= What to do =
Your copy should repeat each record exactly and contain none of the pictures.

++++++

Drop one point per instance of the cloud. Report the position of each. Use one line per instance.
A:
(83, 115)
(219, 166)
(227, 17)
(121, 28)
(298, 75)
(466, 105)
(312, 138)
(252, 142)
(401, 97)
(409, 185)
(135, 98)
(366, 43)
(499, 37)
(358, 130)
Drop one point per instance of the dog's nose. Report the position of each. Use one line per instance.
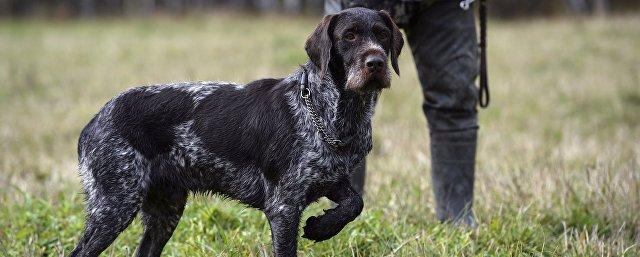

++++++

= Completed task =
Drop one point per instance of the cloud. Report the position of each. Use one line per instance.
A:
(83, 115)
(219, 166)
(227, 17)
(121, 28)
(298, 75)
(466, 105)
(312, 138)
(252, 142)
(401, 97)
(409, 185)
(135, 98)
(366, 43)
(499, 37)
(358, 130)
Drop one point per instance of the dog's nose. Report the position of each. Use one line per instance.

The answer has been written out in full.